**Try it:**
Write down each of the records again, exactly and in full.

**Data:**
*** Block opens ***

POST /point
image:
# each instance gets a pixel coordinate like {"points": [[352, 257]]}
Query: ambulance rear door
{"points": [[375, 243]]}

*** Block closes ***

**Written reply:**
POST /point
image:
# each instance gets a pixel coordinate like {"points": [[352, 257]]}
Query: ambulance rear door
{"points": [[375, 243]]}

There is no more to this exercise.